--- Start Source records ---

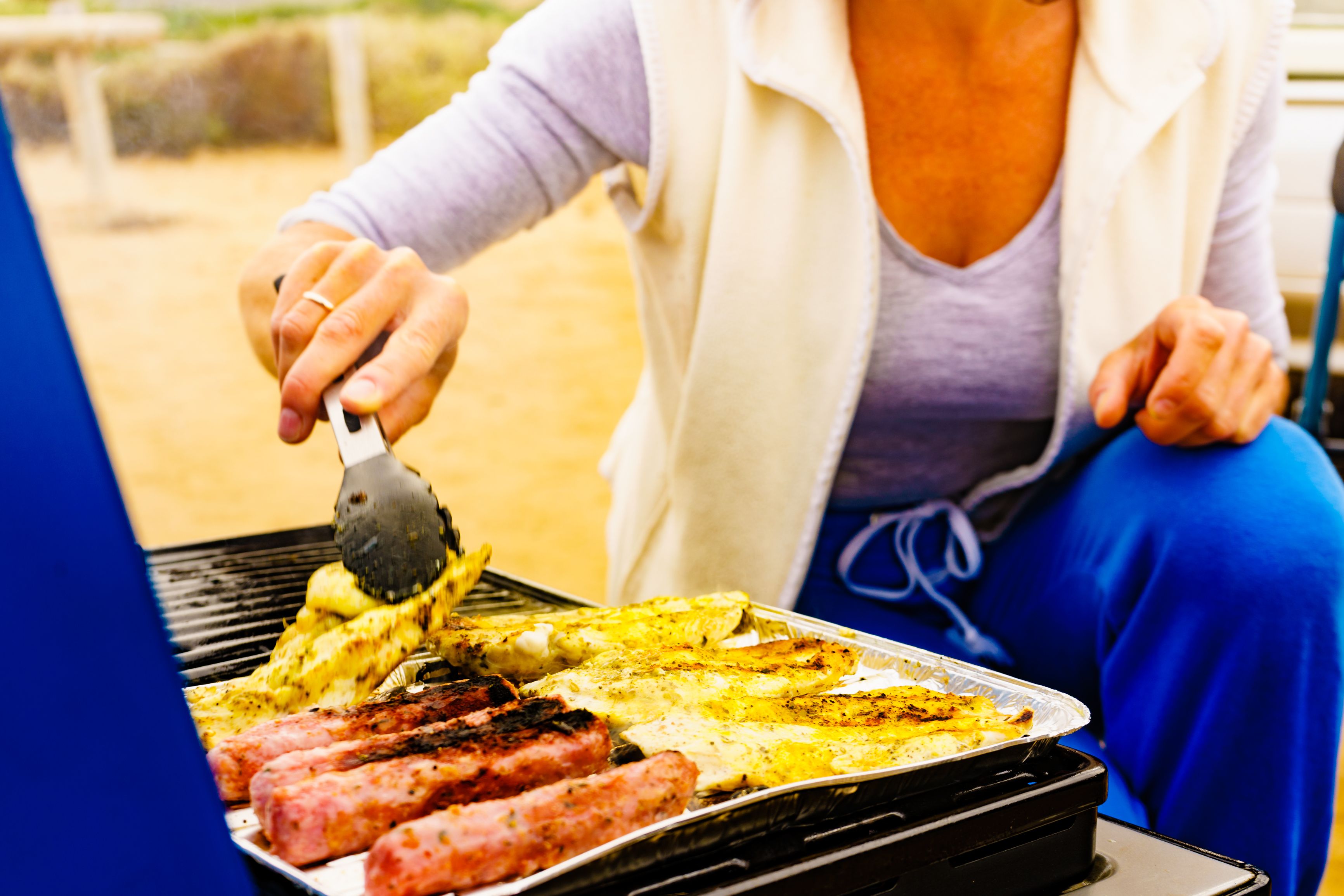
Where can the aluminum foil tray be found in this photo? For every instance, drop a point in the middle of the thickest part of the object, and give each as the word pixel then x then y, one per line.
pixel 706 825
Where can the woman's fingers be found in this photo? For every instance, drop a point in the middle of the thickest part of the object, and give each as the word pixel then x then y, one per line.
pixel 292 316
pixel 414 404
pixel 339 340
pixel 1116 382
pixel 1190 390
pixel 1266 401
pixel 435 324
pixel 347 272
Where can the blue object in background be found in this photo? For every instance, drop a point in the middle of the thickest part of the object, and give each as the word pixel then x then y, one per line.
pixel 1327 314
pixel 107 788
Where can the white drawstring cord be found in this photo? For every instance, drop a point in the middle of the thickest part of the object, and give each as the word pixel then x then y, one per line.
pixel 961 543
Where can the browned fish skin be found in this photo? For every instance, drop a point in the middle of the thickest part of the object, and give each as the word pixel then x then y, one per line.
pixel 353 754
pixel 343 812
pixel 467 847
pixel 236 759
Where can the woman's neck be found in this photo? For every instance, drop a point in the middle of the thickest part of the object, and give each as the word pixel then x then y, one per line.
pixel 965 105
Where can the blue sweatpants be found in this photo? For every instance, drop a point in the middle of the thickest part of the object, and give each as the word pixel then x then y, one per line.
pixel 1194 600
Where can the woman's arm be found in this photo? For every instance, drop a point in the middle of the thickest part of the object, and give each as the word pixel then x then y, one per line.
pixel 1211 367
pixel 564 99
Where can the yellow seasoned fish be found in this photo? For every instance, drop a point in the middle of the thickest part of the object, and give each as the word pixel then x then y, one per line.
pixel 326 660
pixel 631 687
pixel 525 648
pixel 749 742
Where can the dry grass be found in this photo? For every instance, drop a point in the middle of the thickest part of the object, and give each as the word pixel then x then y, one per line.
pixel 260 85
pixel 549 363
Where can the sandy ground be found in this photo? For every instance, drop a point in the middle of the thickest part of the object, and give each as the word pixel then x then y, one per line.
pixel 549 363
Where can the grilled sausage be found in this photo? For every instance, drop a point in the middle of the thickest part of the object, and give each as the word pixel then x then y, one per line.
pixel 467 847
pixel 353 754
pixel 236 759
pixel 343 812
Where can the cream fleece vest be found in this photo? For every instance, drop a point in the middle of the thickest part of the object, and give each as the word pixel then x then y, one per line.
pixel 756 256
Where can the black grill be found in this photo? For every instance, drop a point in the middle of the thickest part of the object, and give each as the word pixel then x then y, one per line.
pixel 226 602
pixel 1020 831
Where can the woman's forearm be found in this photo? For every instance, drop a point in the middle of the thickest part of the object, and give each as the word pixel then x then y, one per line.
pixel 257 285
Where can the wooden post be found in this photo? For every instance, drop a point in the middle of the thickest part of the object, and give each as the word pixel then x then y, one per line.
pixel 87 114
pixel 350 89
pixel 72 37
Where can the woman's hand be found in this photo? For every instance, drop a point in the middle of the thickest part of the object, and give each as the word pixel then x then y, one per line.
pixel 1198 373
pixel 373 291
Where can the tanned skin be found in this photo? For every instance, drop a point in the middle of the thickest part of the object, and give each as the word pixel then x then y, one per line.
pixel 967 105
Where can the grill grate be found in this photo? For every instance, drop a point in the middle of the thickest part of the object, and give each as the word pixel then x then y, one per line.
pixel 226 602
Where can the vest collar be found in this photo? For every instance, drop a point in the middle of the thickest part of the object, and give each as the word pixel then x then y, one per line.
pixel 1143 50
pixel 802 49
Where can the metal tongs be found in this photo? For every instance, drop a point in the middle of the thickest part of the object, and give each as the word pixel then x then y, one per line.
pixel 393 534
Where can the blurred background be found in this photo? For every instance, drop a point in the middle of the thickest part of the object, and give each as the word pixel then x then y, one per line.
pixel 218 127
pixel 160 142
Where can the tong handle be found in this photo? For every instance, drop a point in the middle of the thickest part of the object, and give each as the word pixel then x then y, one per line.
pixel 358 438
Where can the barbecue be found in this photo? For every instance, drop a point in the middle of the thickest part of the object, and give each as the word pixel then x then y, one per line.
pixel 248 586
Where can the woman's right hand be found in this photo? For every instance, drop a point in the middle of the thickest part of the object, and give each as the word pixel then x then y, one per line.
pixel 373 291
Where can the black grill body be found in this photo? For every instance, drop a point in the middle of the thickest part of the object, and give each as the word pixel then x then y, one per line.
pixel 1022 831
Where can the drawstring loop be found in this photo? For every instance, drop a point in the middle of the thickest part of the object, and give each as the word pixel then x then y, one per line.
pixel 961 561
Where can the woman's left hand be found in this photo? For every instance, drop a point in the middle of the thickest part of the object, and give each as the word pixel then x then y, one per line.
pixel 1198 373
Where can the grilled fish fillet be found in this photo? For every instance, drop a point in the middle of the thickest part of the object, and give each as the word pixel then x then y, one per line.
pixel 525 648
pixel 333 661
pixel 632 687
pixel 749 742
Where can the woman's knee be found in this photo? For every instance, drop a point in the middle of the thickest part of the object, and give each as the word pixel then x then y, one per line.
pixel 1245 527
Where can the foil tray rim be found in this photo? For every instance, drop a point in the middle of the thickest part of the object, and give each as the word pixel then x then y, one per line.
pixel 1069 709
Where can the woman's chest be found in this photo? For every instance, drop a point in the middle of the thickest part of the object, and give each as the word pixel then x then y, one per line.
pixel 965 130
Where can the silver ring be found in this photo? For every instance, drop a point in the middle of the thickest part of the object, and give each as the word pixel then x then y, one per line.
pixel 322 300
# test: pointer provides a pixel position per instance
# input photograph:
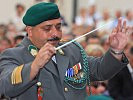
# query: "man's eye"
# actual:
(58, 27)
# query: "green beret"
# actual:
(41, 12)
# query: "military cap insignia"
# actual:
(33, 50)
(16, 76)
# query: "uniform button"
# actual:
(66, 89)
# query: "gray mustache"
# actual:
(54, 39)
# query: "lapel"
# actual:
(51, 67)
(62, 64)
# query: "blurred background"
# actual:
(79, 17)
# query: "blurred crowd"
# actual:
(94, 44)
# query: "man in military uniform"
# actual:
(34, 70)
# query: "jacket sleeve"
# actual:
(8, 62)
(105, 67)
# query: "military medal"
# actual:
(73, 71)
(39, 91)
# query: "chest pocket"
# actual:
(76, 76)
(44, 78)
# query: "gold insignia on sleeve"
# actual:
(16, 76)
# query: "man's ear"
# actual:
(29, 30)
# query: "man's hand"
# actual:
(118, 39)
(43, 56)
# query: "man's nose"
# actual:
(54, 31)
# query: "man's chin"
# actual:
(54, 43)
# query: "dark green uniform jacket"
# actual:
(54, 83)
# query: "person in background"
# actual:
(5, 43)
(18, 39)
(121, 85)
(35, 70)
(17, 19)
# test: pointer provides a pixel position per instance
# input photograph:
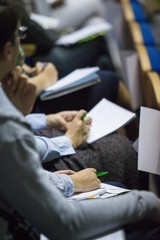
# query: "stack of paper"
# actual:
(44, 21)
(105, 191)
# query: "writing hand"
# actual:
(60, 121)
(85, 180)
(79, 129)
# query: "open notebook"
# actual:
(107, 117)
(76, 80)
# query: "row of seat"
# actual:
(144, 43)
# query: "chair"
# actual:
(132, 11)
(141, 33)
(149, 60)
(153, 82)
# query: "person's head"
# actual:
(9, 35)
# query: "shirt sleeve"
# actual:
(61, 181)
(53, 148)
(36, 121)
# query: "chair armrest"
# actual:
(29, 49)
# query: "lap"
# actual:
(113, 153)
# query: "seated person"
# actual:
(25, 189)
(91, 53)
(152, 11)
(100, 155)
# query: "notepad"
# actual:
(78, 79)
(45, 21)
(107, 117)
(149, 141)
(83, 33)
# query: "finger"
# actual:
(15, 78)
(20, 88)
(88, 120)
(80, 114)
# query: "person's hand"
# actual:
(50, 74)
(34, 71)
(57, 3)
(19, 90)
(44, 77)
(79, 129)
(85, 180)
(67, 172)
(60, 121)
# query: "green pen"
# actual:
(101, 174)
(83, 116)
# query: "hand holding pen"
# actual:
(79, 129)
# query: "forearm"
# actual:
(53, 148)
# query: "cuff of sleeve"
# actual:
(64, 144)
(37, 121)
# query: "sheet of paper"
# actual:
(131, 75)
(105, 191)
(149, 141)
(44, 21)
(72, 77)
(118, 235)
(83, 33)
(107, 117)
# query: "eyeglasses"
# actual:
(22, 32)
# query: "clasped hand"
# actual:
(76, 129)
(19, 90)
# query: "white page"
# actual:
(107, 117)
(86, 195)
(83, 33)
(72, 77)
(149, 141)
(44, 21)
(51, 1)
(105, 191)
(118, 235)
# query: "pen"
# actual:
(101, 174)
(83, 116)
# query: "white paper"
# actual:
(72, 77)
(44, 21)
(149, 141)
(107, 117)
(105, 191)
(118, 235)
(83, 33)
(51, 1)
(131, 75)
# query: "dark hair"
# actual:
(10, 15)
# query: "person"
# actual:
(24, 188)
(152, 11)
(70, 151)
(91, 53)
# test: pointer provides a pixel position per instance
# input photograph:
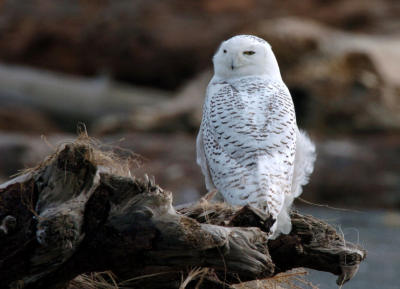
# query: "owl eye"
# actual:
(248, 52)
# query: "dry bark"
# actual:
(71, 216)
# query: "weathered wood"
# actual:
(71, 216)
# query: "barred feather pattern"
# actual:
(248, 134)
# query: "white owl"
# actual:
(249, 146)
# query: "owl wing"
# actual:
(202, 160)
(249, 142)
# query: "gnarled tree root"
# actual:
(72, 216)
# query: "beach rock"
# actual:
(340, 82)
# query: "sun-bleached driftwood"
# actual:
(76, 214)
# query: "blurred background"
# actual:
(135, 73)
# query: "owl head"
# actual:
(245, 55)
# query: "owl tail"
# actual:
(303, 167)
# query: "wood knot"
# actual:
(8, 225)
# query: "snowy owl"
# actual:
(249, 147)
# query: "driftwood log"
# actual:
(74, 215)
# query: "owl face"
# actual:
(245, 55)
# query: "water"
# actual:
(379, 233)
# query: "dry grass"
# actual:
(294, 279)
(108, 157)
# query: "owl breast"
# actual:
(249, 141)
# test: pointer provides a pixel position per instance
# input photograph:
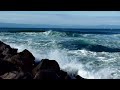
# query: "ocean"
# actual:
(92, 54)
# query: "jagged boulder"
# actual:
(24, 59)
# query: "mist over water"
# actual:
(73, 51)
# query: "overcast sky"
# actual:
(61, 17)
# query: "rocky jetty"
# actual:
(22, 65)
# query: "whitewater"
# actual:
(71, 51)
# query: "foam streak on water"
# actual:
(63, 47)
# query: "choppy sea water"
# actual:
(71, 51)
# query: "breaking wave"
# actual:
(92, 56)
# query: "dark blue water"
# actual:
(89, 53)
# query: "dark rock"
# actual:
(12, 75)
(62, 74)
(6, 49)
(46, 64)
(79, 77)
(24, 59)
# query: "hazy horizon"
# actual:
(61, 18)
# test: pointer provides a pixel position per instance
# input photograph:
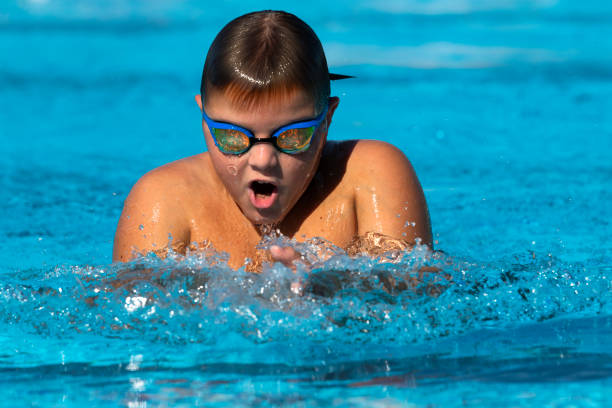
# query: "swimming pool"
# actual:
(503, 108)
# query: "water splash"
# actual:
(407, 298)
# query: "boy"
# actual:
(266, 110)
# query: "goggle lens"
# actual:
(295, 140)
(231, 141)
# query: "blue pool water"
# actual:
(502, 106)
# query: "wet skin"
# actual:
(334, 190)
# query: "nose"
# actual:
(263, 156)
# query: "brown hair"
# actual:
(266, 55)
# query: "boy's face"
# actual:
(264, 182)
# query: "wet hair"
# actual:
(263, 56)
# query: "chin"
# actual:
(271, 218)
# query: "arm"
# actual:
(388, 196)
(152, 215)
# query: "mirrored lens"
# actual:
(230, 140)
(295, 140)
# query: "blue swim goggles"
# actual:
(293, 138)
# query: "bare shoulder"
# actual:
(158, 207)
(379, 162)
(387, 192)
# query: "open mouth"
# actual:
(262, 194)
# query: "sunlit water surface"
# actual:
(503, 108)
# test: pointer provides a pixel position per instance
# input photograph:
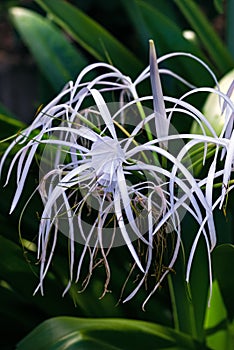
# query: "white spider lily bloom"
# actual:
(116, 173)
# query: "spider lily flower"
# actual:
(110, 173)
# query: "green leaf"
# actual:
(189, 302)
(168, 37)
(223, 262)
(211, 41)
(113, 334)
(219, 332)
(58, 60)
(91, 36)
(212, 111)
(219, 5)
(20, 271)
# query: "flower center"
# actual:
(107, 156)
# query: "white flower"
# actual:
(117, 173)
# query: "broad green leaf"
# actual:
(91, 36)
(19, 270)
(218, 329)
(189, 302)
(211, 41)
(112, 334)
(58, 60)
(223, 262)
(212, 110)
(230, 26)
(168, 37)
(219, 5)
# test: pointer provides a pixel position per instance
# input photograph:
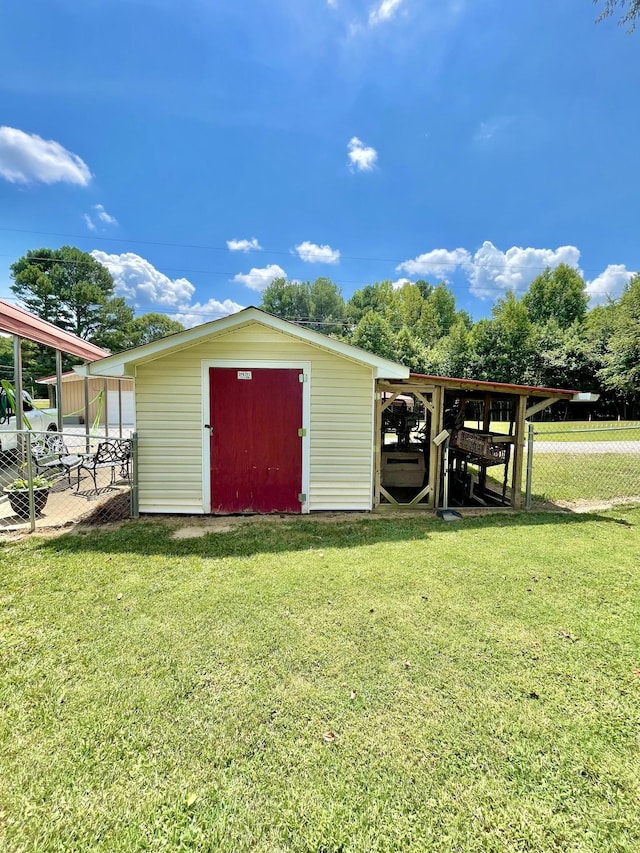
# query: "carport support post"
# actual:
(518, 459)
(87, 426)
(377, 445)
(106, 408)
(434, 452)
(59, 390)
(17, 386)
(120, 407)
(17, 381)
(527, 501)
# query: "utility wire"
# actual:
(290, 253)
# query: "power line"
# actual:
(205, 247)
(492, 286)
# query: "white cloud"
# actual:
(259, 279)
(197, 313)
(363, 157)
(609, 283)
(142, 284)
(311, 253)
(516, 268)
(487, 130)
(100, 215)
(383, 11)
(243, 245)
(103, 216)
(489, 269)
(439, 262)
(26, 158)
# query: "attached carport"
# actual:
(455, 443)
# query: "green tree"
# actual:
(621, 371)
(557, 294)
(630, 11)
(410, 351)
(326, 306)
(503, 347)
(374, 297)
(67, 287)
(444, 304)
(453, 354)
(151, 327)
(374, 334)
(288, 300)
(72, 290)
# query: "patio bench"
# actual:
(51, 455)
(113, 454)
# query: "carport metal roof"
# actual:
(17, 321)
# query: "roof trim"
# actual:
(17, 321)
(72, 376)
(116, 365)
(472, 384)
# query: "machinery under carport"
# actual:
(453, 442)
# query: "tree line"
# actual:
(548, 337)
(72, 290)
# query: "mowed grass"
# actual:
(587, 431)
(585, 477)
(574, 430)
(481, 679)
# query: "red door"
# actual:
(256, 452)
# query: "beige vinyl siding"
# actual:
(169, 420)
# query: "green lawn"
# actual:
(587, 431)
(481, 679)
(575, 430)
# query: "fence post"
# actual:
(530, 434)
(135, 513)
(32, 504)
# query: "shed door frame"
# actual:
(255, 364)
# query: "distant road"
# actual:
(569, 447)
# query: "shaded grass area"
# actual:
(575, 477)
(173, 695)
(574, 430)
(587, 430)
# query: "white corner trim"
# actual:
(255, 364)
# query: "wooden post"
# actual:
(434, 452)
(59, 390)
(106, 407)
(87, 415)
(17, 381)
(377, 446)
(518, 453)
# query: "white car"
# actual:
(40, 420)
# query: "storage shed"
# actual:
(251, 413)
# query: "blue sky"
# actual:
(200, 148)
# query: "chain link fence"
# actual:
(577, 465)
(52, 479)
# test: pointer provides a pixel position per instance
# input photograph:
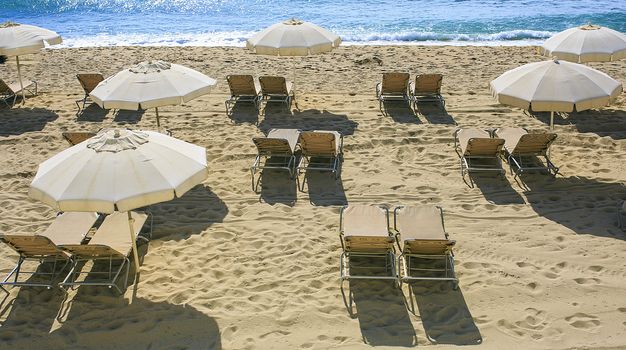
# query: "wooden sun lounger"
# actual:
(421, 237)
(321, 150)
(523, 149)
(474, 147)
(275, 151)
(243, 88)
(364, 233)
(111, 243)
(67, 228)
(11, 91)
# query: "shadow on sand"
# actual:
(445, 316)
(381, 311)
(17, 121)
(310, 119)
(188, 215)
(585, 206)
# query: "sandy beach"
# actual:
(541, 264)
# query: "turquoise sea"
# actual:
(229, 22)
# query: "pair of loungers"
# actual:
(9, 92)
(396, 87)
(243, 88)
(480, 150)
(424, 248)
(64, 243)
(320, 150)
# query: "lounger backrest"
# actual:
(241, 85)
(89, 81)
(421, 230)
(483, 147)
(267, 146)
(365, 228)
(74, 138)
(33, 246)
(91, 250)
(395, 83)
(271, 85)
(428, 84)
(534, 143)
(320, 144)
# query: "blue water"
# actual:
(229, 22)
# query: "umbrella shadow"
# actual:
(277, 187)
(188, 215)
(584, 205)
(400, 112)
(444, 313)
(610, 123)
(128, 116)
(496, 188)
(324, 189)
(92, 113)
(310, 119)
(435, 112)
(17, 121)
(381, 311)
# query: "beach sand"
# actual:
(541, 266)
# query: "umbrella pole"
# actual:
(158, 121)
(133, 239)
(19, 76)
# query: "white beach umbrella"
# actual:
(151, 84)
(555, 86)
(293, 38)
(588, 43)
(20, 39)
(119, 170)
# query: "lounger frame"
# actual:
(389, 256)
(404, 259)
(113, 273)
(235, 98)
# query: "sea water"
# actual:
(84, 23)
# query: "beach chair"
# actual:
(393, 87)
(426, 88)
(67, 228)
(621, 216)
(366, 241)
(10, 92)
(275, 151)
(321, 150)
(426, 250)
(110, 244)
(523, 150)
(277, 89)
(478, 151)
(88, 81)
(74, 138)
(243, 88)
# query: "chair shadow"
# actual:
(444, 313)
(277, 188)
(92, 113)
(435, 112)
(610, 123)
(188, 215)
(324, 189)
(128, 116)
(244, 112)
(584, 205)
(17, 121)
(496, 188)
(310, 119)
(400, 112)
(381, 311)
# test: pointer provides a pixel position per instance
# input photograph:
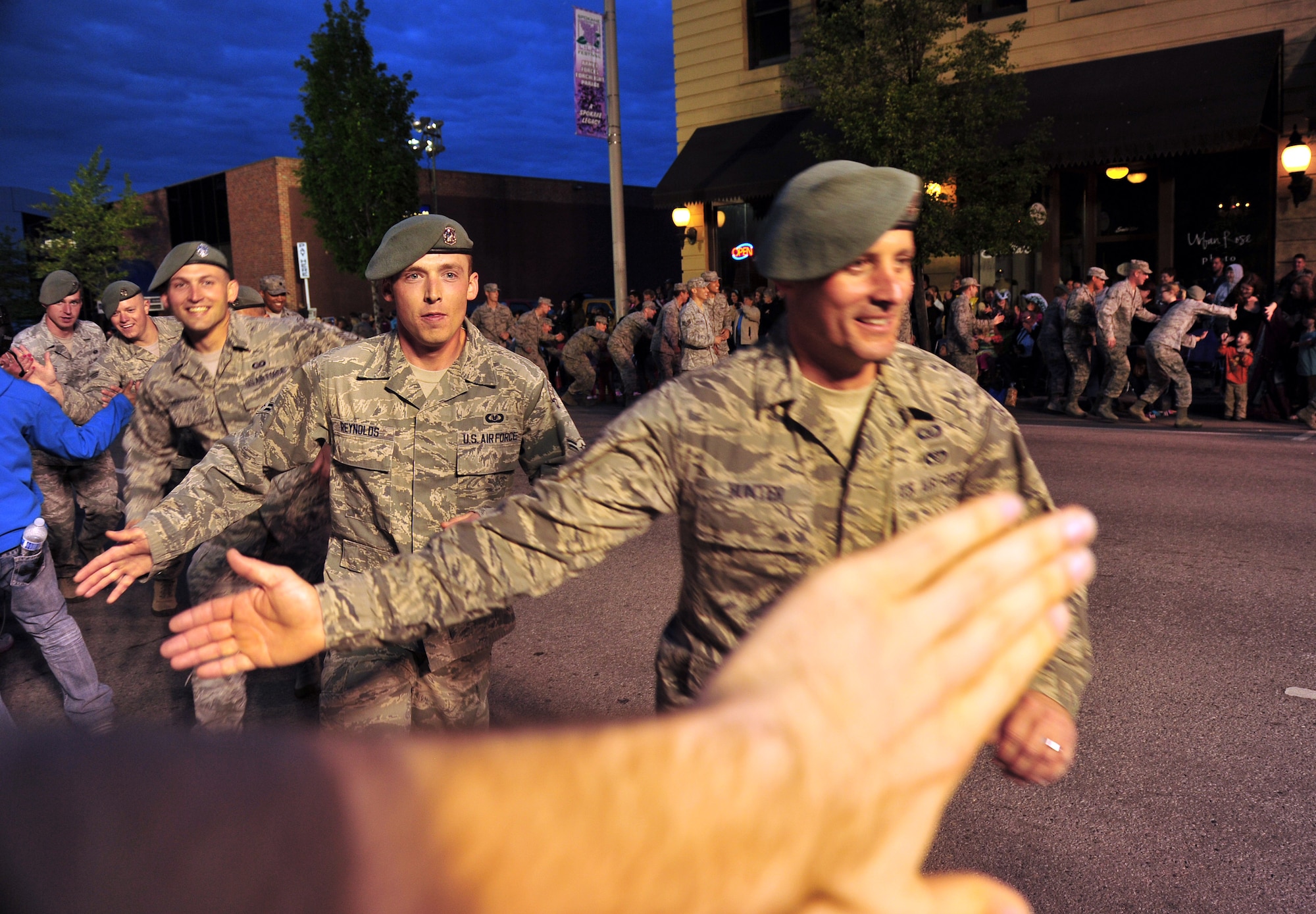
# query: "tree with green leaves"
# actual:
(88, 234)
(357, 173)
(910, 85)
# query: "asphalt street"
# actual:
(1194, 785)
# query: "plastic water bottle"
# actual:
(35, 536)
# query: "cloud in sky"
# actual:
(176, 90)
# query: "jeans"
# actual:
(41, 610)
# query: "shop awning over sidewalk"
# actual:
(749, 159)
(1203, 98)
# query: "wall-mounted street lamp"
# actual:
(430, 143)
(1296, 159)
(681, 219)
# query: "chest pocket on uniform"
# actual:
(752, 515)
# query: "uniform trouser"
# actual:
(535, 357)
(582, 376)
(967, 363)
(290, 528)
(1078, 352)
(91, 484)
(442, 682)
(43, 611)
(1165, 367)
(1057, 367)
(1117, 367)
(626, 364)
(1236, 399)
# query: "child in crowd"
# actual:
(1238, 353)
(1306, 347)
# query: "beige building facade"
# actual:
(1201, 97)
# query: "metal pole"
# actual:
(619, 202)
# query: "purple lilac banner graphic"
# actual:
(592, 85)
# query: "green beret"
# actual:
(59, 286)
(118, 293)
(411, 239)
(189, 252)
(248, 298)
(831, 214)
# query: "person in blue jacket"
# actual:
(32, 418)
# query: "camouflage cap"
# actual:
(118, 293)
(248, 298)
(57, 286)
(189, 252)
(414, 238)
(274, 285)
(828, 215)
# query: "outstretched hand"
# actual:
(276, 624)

--- End Source records ---

▸ **Task requirements**
Copy the lines from the line with "Where can the wooden" to the line with "pixel 160 142", switching "grill grate" to "cooking grate" and changing nothing else.

▸ **Response**
Where can the wooden post be found in this photo? For every instance, drop a point in the middle of the thickest part of the object, and give each as the word pixel then x then y, one per line.
pixel 87 114
pixel 350 89
pixel 72 37
Where can the woman's hand be found in this photo? For every instance, drop a point in the middle of the thickest part of the object, and give each as the word pixel then x then y, one per line.
pixel 1198 373
pixel 373 291
Where can the tanned skin be found in this photo? For every instance, drop a point in the middle of the thickest part of the object, and give each as the word pixel then x then y, one per line.
pixel 967 105
Where can the cooking grate be found in this photo? For every instance, drop a point in the middle of the thickest part of the object, and give each as the word pixel then x then y, one per line.
pixel 226 602
Where can the vest collar be found in this photo? For every instance, drop a point in the middle of the thickest part of the object, and give each as the word pixel then x then y, one per line.
pixel 1143 50
pixel 802 49
Where can the metal tongs be found in this photo? For every instance, drop a point in the middle of the thickest part of the object, and give each as the word pixel then x then y, one per line.
pixel 393 534
Where can the blurred background be found in this photo? For every instance, drop a point in the middle of the thickest part of the object, and give each as the word pixel then x then y, one per line.
pixel 218 127
pixel 160 142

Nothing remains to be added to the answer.